Lesetext:
Das Grausen des Kriegs aus Sicht eines Kinder erzählt: Moya Simons legt mit ihrem Roman Das Flüstern in der Nacht eine an sich berührende Geschichte vor. Leider wählt sie jedoch einen Weg, der viele Fragen aufwirft. Zum einen ist es die äusserst kindliche Erzählweise, mit der die Autorin ins Buch einsteigt. Immerhin hat die Ich-Erzählerin Rachel zu diesem Moment bereits die Schulreife erlangt, doch die Art der Erzählung lässt auf ein deutlich jüngeres Mädchen schliessen. Zwar erlebt der Roman zusammen mit der Protagonistin einen Entwicklungsprozess, der aber hinkt stets hinter dem altersgerechten Handeln her. Angesichts des schweren Lebens, das die betroffenen Familien führen, müsste Rachel wesentlich reifer sein, als dies im Roman dargestellt wird.
Leider steht die kindliche Art der Erzählung auch in Diskrepanz zum Inhalt. Dieser wird vom Verlag her einem Zielpublikum von 10 bis etwa 15 Jahre empfohlen, doch dürften sich vor allem die älteren Jugendlichen mit der gewählten Sprache schwer tun. Erst recht, da der Stoff, der vermittelt wird, vor allem die jüngeren Jugendlichen überfordern dürfte, geht Moya Simons doch stark auf die Details der Judenverfolgung ein, schildert Ungerechtigkeiten bei der Lebensmittelzuteilung und das schwere Los, den gelben Stern tragen zu müssen. Das alles setzt ein Grundverständnis voraus, das auf einem Aufarbeiten der Geschichte des zweiten Weltkriegs fusst. Gerade bei Zehn- bis Zwölfjährigen dürfte diese Basis noch nicht vorhanden sein, weshalb der Roman bei dieser Alterskategorie seine Wirkung fast vollständig verpufft.

Aufgabenstellung: Führen Sie die Rezension zu „Das Flüstern in der Nacht“ im Anschluss an ihren letzten Satz fort.

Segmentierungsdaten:
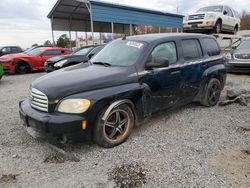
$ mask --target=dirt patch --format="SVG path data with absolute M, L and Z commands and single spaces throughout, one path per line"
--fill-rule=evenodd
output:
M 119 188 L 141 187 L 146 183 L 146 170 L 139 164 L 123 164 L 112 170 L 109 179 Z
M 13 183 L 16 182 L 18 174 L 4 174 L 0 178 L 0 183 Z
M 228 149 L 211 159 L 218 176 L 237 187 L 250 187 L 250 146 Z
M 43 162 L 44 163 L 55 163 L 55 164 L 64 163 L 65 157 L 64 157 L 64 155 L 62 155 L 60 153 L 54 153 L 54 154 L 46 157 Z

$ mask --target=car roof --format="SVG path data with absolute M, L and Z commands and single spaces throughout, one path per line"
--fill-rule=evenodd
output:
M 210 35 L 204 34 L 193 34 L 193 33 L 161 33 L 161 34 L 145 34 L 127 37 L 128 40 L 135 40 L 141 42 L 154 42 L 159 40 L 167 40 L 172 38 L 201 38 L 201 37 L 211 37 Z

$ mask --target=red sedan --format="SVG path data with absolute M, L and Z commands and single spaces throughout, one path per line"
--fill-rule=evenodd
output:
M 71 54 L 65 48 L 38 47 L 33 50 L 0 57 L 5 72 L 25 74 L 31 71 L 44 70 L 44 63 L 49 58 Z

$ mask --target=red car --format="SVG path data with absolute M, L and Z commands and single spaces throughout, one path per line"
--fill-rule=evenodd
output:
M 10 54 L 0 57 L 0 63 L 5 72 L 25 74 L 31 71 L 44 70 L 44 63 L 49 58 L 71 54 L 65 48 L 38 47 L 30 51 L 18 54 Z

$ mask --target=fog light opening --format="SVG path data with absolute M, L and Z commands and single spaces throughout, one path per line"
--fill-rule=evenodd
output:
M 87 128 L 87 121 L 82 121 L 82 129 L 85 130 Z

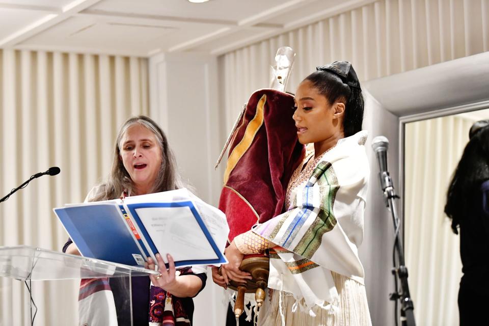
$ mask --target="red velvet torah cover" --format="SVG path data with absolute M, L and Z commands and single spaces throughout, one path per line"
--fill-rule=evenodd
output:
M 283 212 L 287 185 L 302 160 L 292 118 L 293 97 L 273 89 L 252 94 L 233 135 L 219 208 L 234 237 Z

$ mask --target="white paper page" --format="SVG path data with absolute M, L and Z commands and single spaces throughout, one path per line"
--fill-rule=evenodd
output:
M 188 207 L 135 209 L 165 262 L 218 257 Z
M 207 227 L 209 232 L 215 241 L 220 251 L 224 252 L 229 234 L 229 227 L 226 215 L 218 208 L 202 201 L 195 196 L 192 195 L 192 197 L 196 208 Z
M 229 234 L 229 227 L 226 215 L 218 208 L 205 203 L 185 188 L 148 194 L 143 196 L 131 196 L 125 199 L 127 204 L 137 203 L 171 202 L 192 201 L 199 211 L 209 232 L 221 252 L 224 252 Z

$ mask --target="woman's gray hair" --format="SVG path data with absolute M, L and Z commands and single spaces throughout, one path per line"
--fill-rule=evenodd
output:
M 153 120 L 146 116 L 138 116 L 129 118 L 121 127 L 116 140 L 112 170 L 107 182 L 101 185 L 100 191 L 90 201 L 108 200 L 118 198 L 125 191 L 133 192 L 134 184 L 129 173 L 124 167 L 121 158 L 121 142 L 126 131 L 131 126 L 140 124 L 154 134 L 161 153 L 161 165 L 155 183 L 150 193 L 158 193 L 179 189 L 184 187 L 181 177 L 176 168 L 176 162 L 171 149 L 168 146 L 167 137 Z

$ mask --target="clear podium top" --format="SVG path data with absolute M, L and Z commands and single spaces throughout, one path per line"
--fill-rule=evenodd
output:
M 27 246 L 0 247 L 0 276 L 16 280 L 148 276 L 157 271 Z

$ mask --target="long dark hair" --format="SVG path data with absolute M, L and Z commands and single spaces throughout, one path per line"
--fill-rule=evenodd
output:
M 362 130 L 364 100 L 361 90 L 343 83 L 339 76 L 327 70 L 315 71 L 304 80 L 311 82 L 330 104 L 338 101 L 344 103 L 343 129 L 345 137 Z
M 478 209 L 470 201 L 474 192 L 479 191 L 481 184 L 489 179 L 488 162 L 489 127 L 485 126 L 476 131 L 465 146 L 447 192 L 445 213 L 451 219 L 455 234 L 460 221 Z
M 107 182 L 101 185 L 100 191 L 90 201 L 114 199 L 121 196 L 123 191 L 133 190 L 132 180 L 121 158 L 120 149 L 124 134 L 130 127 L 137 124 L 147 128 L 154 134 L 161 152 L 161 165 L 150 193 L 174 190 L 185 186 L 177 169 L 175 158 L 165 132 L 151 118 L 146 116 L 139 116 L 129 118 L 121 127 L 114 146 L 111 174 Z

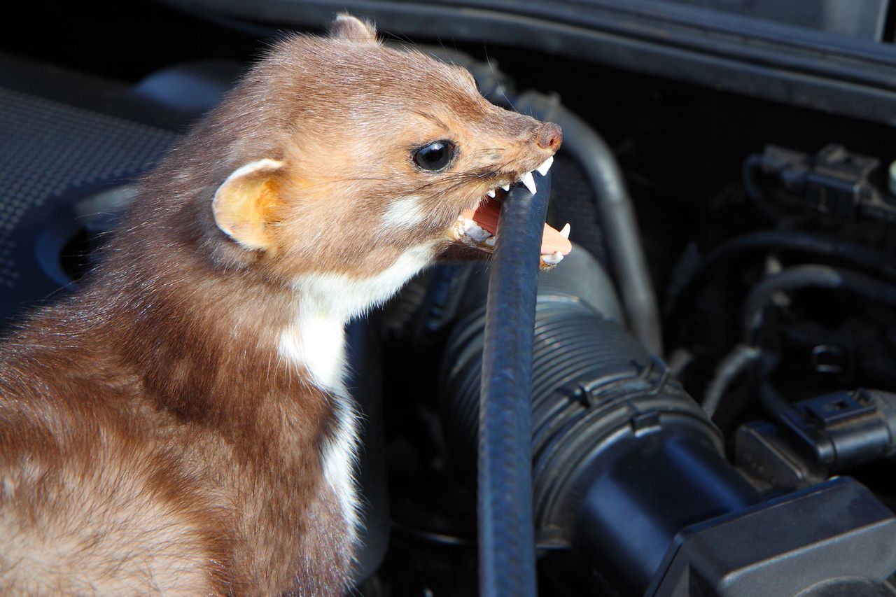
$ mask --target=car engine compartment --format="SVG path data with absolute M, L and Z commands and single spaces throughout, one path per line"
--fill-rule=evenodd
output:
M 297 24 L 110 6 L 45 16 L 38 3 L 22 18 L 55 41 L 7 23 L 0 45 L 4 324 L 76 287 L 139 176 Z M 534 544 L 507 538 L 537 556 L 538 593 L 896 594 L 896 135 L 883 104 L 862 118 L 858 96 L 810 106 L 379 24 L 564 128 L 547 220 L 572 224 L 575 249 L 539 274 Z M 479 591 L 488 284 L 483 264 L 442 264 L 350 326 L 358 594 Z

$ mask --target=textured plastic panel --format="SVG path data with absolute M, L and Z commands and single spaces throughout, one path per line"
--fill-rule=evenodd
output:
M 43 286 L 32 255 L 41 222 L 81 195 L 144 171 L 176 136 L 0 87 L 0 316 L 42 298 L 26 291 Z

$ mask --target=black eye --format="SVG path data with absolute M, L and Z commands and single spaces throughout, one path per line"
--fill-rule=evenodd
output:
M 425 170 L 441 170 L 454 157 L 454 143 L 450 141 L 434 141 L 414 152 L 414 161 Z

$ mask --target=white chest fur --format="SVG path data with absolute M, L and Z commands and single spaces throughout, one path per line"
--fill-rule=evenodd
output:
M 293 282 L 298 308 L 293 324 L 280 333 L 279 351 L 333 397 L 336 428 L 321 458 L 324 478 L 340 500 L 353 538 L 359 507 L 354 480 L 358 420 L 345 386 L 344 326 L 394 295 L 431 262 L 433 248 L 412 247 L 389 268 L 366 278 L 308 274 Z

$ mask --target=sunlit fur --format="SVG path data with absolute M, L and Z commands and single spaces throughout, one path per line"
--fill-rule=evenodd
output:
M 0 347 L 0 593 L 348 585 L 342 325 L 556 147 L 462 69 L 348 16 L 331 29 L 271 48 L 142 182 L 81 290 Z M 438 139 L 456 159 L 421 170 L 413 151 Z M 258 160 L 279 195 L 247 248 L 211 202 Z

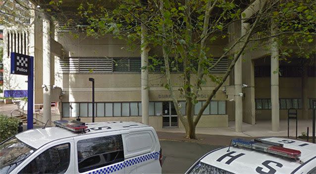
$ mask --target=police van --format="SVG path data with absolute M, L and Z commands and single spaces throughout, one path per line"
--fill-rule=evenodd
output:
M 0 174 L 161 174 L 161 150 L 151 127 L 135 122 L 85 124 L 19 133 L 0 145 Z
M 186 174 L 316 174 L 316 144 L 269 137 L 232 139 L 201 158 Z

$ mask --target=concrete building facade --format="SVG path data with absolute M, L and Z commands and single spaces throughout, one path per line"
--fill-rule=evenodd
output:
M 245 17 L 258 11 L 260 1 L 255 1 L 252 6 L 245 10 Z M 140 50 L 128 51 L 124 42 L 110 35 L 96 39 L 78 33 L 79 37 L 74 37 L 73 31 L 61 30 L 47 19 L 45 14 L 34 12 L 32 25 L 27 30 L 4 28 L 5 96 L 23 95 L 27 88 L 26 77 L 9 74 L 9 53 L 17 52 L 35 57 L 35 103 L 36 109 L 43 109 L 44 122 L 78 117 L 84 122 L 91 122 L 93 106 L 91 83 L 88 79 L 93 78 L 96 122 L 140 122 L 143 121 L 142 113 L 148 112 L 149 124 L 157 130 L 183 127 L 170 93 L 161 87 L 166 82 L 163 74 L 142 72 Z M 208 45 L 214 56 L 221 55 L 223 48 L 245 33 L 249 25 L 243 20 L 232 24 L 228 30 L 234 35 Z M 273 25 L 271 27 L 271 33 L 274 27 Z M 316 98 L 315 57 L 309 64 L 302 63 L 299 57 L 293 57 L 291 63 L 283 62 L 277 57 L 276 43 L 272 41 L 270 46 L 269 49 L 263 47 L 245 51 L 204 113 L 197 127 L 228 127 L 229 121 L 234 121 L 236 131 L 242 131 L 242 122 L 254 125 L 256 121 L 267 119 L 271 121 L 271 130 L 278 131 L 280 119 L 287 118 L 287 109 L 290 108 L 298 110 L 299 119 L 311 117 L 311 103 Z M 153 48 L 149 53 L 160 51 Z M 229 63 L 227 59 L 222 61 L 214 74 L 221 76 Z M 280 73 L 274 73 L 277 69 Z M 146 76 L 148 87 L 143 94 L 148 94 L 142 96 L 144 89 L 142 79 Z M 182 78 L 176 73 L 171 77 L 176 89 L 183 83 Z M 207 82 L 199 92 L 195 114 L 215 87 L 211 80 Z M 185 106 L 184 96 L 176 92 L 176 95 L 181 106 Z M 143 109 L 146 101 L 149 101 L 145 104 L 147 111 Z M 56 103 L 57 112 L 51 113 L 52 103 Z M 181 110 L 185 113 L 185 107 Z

...

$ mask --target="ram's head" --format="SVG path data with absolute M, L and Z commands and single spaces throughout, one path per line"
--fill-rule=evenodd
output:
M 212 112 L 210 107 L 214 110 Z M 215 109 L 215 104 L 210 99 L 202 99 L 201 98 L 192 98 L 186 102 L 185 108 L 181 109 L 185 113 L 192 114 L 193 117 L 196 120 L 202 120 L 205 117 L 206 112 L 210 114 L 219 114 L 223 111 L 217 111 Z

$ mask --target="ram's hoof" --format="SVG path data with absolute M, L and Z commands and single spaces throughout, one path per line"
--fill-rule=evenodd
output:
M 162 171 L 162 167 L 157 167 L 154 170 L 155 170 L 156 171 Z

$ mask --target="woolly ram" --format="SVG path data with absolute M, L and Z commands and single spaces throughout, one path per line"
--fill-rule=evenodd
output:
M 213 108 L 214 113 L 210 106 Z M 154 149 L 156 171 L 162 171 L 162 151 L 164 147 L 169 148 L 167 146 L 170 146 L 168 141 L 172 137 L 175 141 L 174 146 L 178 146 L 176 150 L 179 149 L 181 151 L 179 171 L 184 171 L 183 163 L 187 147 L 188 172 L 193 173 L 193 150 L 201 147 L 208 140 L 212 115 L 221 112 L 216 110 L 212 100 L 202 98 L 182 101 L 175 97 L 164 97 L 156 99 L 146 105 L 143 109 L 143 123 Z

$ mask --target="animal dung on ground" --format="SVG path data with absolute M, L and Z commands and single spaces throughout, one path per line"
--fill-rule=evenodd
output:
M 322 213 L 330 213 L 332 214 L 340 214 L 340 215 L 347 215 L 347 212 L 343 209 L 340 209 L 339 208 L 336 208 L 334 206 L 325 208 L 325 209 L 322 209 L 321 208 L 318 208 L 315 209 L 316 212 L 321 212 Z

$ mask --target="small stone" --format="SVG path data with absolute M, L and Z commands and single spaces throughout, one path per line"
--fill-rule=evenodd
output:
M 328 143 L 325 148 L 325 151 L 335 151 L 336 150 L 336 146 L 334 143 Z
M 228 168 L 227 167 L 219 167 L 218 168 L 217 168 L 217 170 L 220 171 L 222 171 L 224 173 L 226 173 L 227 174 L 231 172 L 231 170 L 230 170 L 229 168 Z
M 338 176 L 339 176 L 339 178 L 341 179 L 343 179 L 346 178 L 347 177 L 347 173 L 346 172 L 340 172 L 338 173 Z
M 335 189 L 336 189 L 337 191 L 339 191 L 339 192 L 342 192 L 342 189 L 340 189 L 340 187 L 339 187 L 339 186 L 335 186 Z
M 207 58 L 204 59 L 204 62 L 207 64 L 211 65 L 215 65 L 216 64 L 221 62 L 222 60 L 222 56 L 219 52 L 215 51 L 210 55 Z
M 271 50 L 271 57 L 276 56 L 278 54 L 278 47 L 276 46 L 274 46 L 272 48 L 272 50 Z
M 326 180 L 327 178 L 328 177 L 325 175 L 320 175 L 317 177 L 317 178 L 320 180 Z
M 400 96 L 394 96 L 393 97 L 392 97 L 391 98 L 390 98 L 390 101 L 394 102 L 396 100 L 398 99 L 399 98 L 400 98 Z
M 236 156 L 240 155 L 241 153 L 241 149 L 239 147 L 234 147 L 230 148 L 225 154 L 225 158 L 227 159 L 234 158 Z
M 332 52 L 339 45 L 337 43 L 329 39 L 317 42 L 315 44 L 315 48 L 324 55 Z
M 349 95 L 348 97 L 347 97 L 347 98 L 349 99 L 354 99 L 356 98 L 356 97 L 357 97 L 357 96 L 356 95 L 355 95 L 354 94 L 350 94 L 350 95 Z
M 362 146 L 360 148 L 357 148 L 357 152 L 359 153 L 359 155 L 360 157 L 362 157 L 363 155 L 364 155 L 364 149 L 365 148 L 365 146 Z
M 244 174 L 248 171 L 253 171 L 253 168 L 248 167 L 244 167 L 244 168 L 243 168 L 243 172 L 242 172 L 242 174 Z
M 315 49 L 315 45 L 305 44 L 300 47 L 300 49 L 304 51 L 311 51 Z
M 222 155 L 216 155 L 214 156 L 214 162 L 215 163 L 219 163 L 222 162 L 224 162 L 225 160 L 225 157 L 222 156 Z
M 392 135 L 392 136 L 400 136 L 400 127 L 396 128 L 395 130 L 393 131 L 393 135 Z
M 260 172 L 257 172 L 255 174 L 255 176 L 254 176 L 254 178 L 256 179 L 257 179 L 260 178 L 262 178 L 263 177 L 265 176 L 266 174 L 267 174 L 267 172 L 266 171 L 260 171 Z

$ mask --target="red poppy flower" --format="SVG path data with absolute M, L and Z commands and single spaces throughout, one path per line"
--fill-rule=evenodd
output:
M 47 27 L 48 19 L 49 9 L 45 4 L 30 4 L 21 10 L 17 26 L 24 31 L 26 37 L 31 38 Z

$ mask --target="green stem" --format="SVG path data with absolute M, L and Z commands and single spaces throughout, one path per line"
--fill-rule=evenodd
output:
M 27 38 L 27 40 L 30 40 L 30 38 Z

Lösung:
Die Erzählung der kleinen Rachel erinnert sowohl in ihrer persönlichen Färbung als auch in den geschilderten Lebensumständen stark an das berühmte Tagebuch der Anne Frank. So wird sich mancher, der sich mit der entsprechenden Literatur auseinander gesetzt hat, fragen, ob hier nicht einfach eine vor allem räumlich verschobene Geschichte entstanden ist, die durch das weitherum bekannte Tagebuch schon mehr oder weniger bekannt war. Es ist wichtig und richtig, auch jüngeren Kindern davon zu erzählen, dass es zu einer furchtbaren Verfolgung der Andersgläubigen – vor allem der Juden gekommen ist, die zur Vernichtung von Millionen von Menschen führte. Doch kann dies nur dann nachhaltig sein, wenn die Kinder mit dieser Geschichte nicht alleine gelassen werden. Leider passiert das bei Moya Simons etwas. Besonders die Auflösung der Geschichte, die zwar durchaus kindgerecht ist, aber kaum etwas mit der Realität zu tun hat, ist eine verschenkte Chance, sich nachhaltig und in einem fördernden Sinn mit dem Grausen der Judenverfolgung auseinander zu setzen.
Fazit:
Vor dem Hintergrund, dass Ein Flüstern in der Nacht auch eine Erinnerung daran ist, dass es Menschen gab, die sehr wohl die Entwicklung und den Völkermord hinterfragten, und auch im Bestreben danach, dass es nie wieder zu einer solch menschenverachtenden Situation kommen kann, ist der Roman sehr wertvoll. Die Ausführung jedoch wirft zu viele Fragen auf, um wirklich überzeugen zu können.